---- Extracted material
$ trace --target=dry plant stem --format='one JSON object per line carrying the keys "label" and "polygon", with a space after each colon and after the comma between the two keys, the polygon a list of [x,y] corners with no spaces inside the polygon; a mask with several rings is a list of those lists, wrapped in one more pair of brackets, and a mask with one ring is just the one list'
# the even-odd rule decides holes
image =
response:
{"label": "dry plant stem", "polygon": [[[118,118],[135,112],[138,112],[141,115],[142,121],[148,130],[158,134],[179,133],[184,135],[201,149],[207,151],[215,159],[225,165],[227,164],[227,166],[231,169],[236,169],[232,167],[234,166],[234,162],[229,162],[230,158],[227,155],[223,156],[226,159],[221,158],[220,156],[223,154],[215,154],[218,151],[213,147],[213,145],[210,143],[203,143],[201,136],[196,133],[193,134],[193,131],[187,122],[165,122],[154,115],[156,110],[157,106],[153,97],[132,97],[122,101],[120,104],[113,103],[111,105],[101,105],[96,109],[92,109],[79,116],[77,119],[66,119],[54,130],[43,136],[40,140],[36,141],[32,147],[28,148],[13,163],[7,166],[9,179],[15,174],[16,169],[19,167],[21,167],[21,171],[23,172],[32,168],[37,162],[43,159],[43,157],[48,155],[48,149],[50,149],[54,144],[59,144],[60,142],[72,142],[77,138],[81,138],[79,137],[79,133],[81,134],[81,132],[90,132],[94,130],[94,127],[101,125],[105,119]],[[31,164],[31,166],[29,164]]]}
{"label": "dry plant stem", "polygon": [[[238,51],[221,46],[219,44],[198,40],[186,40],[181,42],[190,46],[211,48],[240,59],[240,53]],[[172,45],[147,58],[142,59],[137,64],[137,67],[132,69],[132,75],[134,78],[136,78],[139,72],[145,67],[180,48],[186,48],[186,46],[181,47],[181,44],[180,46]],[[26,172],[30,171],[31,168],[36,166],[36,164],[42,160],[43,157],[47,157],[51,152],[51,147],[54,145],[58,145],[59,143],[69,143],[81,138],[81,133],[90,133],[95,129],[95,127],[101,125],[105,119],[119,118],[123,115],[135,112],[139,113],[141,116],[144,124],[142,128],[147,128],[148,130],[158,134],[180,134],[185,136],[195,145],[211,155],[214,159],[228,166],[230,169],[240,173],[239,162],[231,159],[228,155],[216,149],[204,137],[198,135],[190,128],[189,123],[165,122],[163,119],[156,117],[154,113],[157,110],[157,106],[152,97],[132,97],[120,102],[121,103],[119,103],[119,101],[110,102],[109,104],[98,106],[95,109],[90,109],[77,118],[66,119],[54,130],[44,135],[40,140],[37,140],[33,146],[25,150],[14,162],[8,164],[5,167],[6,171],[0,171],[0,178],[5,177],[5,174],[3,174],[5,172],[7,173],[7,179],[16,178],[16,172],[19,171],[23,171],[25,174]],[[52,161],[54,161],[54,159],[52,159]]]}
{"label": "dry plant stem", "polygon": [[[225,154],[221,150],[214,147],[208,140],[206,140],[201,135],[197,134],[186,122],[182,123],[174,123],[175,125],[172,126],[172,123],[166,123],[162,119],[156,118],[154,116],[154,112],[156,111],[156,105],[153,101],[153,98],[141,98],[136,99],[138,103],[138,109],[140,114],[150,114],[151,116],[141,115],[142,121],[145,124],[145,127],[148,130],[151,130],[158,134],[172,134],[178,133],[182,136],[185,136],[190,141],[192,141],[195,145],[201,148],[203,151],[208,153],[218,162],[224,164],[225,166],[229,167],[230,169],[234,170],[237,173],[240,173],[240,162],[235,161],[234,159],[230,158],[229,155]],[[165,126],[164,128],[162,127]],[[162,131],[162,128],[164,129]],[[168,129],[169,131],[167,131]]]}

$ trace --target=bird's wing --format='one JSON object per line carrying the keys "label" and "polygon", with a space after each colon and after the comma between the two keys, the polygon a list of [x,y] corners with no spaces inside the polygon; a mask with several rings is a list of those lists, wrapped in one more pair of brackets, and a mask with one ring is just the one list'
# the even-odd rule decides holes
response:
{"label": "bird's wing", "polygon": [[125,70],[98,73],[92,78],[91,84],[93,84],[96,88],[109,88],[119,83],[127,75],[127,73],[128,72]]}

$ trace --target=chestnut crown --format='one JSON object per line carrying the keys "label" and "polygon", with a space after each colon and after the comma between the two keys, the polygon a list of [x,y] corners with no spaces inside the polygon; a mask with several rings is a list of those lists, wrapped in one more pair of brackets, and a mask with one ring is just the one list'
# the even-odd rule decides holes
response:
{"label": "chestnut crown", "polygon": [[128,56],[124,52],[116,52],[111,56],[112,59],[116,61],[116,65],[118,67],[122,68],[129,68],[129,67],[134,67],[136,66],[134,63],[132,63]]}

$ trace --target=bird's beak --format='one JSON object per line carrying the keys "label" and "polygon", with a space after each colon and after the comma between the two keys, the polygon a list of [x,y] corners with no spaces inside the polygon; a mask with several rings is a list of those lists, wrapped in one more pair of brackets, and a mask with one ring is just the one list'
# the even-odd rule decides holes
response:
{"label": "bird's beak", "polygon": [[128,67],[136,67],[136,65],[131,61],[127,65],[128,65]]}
--------
--- Exercise description ---
Can you scale the items starting at the line that contains "trace --target=bird's beak" and ending at the end of the items, giving every one of those lines again with the trace commands kept as they are, and every polygon coordinate multiplied by 1.6 and rounded to a whole number, with halves rounded up?

--- Exercise result ---
$ trace --target=bird's beak --format='one JSON object per line carrying the keys "label" and "polygon", with a space after each colon and after the comma between the two keys, the polygon a list of [x,y] corners with no spaces inside the polygon; a mask with several rings is a list of those lists, wrapped in one more pair of brackets, and a mask with one ring is just the one list'
# the even-odd rule decides holes
response:
{"label": "bird's beak", "polygon": [[205,107],[218,107],[218,104],[210,98],[203,104],[205,104]]}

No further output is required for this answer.